- [Text extract]:
Mr Cushnahan, who lives in the Trimley area, said: “Trimley is a close-knit community and people still talk about it today. People don't forget. The impact is still there 10 years on. A lot of people still talk about it.

“If there's a murder of a young girl anywhere in the country someone in the village always remembers the murder of Victoria Hall.

“If police ever find someone for the murder I think it would certainly bring closure for the family.

“If there is someone out there that has any information, I would urge that person to contact the police.

“I still believe the answer to the case is a local one.”

Although many of the officers on the inquiry were very experienced professionals, the case affected them deeply.

Mr Cushnahan, 57, said: “The inquiry team gave their all - they absolutely gave their all to bring about a result.

“We were very, very disappointed that we were not able to bring the inquiry to a conclusion.

“You are even more devastated when someone has not been brought to justice for the murder.”

Although Mr Cushnahan had retired by the time Steve Wright murdered five Ipswich prostitutes in late 2006, he was drafted in as a civilian to help with the inquiry.

Wright's name also came up in relation to the Victoria Hall investigation, although Mr Cushnahan stressed there is no evidence to suggest the serial killer was involved with her death.

At the time Wright also lived in Trimley.

Mr Cushnahan said: “Steve Wright is on the Victoria Hall database. We had many lines of inquiry, changing by the week. One of the early lines was trying to trace a vehicle that followed a young woman the night before Victoria went missing.”

A partial registration was given to police. All the vehicles in the area which contained the partial registration were located through the police national computer. Wright's was one of them, but he was never questioned.

Mr Cushnahan said: “There was no reason to see him. At the time there were thousands of lines of inquiry. There was no evidence to suggest we should have followed it up.

“The database contained well over 12,000 names and it still remains the biggest inquiry Suffolk police has every conducted. It still surpasses the Steve Wright murders.

“It was a very, very thorough investigation, but with limited evidence to work with it was always going to be very, very difficult.

“No matter what angle we explored we had little in the way of good, hard evidence. We had no scene witnesses and very, very little forensic evidence.”

- [Objective 1]:
Answer these questions from the text about the Victoria Hall murder inquiry:
(a) How old is Mr Cushnahan?
(b) How many names did the inquiry database contain?
(c) How many Ipswich prostitutes did Steve Wright murder, and when?
The text and the rows have no connection to each other.

- [Record extracts]:
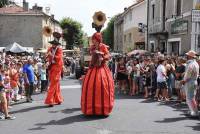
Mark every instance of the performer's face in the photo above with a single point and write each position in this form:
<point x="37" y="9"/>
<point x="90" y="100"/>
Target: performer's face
<point x="54" y="46"/>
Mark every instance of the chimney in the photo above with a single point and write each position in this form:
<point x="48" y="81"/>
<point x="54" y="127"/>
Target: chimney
<point x="25" y="5"/>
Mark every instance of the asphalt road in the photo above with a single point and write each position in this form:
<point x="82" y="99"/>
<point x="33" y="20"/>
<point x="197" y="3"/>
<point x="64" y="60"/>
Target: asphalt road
<point x="131" y="115"/>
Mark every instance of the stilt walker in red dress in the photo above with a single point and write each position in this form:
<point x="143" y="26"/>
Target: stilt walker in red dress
<point x="55" y="60"/>
<point x="98" y="85"/>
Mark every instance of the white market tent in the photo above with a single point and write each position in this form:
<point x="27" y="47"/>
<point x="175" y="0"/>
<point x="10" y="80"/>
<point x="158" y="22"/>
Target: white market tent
<point x="15" y="48"/>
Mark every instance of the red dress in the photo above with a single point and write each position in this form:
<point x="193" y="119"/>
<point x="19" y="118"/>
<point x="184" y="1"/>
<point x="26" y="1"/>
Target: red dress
<point x="98" y="88"/>
<point x="54" y="93"/>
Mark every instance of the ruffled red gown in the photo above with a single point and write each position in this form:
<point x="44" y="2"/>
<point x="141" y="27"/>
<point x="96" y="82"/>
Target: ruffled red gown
<point x="98" y="88"/>
<point x="54" y="92"/>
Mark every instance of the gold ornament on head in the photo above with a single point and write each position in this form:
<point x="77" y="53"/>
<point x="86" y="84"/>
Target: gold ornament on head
<point x="99" y="18"/>
<point x="47" y="31"/>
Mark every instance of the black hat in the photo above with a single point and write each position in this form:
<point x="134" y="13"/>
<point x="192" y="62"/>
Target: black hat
<point x="56" y="36"/>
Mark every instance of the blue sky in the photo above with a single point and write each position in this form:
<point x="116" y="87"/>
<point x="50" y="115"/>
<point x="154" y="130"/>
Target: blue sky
<point x="82" y="10"/>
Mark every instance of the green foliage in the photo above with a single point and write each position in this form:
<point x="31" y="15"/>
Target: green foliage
<point x="108" y="34"/>
<point x="72" y="32"/>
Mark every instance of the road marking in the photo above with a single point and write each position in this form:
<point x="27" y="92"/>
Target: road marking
<point x="71" y="87"/>
<point x="104" y="131"/>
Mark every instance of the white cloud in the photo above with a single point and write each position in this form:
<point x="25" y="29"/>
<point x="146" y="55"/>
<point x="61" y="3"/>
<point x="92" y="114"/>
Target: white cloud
<point x="82" y="10"/>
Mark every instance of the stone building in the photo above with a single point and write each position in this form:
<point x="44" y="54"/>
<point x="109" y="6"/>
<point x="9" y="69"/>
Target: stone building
<point x="127" y="35"/>
<point x="25" y="26"/>
<point x="170" y="27"/>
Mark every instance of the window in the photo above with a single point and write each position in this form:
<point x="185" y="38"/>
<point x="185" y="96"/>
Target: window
<point x="129" y="37"/>
<point x="178" y="7"/>
<point x="130" y="16"/>
<point x="124" y="38"/>
<point x="153" y="11"/>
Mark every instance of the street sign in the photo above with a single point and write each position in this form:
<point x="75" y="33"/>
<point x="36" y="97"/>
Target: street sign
<point x="195" y="15"/>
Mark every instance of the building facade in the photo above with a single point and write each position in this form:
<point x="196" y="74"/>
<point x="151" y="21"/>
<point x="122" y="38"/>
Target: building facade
<point x="127" y="36"/>
<point x="25" y="26"/>
<point x="133" y="16"/>
<point x="170" y="27"/>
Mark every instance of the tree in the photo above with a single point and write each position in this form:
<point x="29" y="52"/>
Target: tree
<point x="108" y="33"/>
<point x="72" y="32"/>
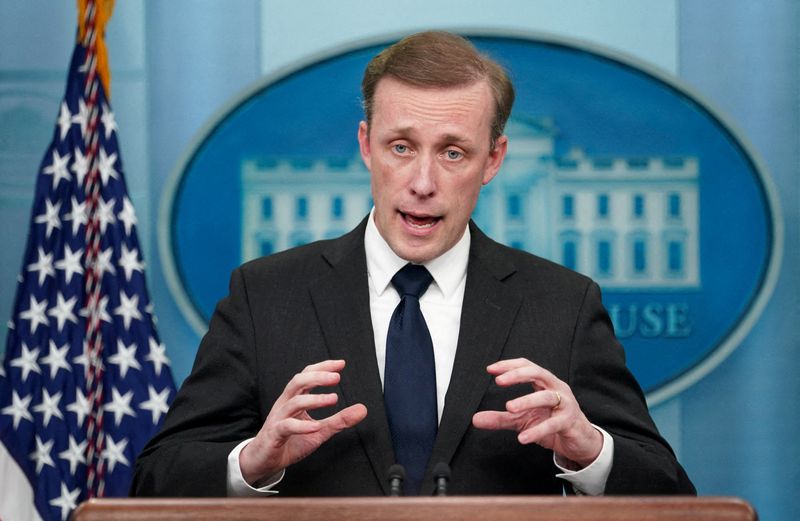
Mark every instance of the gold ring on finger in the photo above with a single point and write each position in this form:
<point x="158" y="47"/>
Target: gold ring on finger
<point x="558" y="401"/>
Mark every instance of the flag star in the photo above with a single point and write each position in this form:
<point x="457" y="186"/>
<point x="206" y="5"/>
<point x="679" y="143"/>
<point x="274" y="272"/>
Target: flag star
<point x="58" y="168"/>
<point x="78" y="214"/>
<point x="114" y="453"/>
<point x="67" y="501"/>
<point x="64" y="120"/>
<point x="80" y="407"/>
<point x="49" y="406"/>
<point x="74" y="454"/>
<point x="125" y="358"/>
<point x="129" y="260"/>
<point x="106" y="166"/>
<point x="42" y="454"/>
<point x="127" y="215"/>
<point x="150" y="309"/>
<point x="157" y="404"/>
<point x="120" y="405"/>
<point x="50" y="216"/>
<point x="105" y="213"/>
<point x="109" y="123"/>
<point x="71" y="263"/>
<point x="27" y="361"/>
<point x="57" y="359"/>
<point x="35" y="313"/>
<point x="157" y="355"/>
<point x="128" y="309"/>
<point x="101" y="313"/>
<point x="103" y="263"/>
<point x="19" y="408"/>
<point x="44" y="265"/>
<point x="82" y="117"/>
<point x="62" y="311"/>
<point x="80" y="165"/>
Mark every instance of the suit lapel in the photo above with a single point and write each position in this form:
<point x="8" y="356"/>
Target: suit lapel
<point x="488" y="311"/>
<point x="341" y="301"/>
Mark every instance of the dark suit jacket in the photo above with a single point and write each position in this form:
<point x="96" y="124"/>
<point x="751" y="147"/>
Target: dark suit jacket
<point x="310" y="304"/>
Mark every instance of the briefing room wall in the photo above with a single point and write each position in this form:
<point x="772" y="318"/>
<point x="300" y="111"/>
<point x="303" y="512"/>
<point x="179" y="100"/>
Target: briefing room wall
<point x="174" y="64"/>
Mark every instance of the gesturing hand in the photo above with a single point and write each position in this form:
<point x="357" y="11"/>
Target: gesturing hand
<point x="289" y="434"/>
<point x="550" y="416"/>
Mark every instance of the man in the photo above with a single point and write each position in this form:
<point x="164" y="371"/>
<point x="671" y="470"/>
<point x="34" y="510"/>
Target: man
<point x="523" y="388"/>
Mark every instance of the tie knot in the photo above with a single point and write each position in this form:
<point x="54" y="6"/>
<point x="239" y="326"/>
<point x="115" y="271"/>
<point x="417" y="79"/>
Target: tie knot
<point x="412" y="279"/>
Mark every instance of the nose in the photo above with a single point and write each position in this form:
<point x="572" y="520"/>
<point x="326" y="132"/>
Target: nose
<point x="423" y="180"/>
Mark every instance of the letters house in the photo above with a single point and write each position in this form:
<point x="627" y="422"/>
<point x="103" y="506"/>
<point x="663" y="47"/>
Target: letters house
<point x="630" y="223"/>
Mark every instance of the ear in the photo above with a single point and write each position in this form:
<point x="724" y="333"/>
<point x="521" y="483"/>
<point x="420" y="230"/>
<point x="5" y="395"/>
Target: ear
<point x="363" y="144"/>
<point x="495" y="159"/>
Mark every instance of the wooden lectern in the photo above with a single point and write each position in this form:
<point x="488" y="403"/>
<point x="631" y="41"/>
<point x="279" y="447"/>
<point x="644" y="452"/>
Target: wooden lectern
<point x="452" y="508"/>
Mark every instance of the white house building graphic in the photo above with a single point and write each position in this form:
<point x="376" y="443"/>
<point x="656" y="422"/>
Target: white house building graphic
<point x="630" y="223"/>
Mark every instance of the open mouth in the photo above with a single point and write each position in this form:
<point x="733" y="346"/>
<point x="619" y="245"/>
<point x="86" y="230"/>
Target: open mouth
<point x="420" y="222"/>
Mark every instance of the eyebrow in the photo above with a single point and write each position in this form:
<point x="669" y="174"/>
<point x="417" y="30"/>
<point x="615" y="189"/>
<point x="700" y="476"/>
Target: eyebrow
<point x="449" y="138"/>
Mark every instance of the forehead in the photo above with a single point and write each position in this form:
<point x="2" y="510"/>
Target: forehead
<point x="401" y="105"/>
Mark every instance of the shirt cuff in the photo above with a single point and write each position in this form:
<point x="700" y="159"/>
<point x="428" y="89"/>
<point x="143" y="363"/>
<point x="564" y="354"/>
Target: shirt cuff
<point x="591" y="480"/>
<point x="238" y="487"/>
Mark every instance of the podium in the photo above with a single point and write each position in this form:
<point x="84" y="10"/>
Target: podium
<point x="452" y="508"/>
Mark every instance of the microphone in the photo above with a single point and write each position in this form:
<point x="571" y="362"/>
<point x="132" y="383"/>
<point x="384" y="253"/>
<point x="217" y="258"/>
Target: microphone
<point x="396" y="476"/>
<point x="441" y="475"/>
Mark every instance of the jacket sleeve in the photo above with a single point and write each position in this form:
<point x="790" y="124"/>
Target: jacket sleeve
<point x="215" y="409"/>
<point x="612" y="399"/>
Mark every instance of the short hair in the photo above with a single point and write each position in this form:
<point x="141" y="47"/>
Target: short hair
<point x="439" y="59"/>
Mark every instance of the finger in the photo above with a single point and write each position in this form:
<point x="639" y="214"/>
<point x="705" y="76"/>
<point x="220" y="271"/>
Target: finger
<point x="503" y="366"/>
<point x="344" y="419"/>
<point x="540" y="377"/>
<point x="541" y="430"/>
<point x="495" y="420"/>
<point x="544" y="399"/>
<point x="289" y="427"/>
<point x="305" y="402"/>
<point x="307" y="380"/>
<point x="325" y="365"/>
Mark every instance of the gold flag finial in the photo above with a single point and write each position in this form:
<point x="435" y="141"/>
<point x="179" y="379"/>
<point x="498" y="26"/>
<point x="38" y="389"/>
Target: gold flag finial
<point x="92" y="18"/>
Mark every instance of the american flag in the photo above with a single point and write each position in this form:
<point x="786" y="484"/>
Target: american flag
<point x="85" y="381"/>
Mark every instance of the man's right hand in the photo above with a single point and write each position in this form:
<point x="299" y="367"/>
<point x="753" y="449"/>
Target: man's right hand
<point x="289" y="434"/>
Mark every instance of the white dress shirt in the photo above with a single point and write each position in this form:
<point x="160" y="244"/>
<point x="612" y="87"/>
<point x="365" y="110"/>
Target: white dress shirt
<point x="441" y="307"/>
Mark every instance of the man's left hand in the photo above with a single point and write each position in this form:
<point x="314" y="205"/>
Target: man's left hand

- [Objective 2]: Pull out every line of the rows that contains the string "shirt". Case counts.

- [Reply 1]:
(a) He is 57.
(b) It contained well over 12,000 names.
(c) He murdered five, in late 2006.

- [Reply 2]:
Mark every instance of the shirt cuff in the photo above with a single point and write each position in this form:
Target: shirt cuff
Mark every instance of the white dress shirt in the photo above with a single point and write each position in this form:
Target: white dress shirt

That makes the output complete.